• Problem requirements
Edit the records below so that every "Objective" becomes "Goal", with nothing else changed.

• Dataset content

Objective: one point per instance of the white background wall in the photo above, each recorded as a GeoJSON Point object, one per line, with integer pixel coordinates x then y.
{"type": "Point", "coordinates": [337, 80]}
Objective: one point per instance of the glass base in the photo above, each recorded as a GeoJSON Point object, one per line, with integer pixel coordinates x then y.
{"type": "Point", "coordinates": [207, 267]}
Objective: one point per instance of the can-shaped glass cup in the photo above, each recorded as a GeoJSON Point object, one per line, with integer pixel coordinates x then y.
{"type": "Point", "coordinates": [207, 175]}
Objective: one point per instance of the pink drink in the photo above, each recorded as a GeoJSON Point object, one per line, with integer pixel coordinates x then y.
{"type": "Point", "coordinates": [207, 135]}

• Task solution
Goal: one point per instance of the white background wall in the photo above, each recorded as a GeoJSON Point object, one per line, with integer pixel coordinates x then y.
{"type": "Point", "coordinates": [337, 80]}
Goal: one point per instance of the glass base in the photo above, each recorded as a GeoJSON Point object, one per line, with integer pixel coordinates x then y.
{"type": "Point", "coordinates": [207, 267]}
Goal: one point per instance of the can-shaped glass cup in the photo above, each recorded as a GeoJSON Point object, one per line, with integer pixel coordinates x then y.
{"type": "Point", "coordinates": [207, 175]}
Goal: one point per instance of the pink drink in the photo above, each recorded as a GeoJSON Point object, one per line, with integer pixel coordinates x then y.
{"type": "Point", "coordinates": [207, 135]}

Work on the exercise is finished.